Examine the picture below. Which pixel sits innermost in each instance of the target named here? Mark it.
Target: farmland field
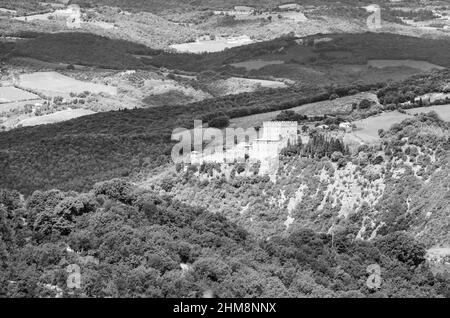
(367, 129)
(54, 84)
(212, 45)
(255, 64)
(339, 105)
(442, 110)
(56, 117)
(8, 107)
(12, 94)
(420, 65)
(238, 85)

--

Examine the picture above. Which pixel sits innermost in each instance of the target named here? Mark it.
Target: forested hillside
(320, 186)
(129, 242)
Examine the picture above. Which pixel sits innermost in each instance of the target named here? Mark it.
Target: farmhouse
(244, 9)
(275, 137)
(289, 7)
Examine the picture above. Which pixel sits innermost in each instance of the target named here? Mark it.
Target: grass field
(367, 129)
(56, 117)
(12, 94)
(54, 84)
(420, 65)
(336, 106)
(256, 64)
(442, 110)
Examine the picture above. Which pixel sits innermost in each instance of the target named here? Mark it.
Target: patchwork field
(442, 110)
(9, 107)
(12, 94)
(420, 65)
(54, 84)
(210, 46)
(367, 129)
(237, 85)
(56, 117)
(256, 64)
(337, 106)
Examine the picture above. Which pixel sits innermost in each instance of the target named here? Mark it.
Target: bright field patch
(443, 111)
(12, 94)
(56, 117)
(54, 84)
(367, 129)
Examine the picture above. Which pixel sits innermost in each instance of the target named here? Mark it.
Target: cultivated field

■ **Goal of the exercise**
Select every line in the items above that contains the string "field". Case counts, so match only lines where it appears with the same capitalization.

■ **Complete output**
Target: farmland field
Target: grass field
Target: patchwork field
Target: bright field patch
Target: cultivated field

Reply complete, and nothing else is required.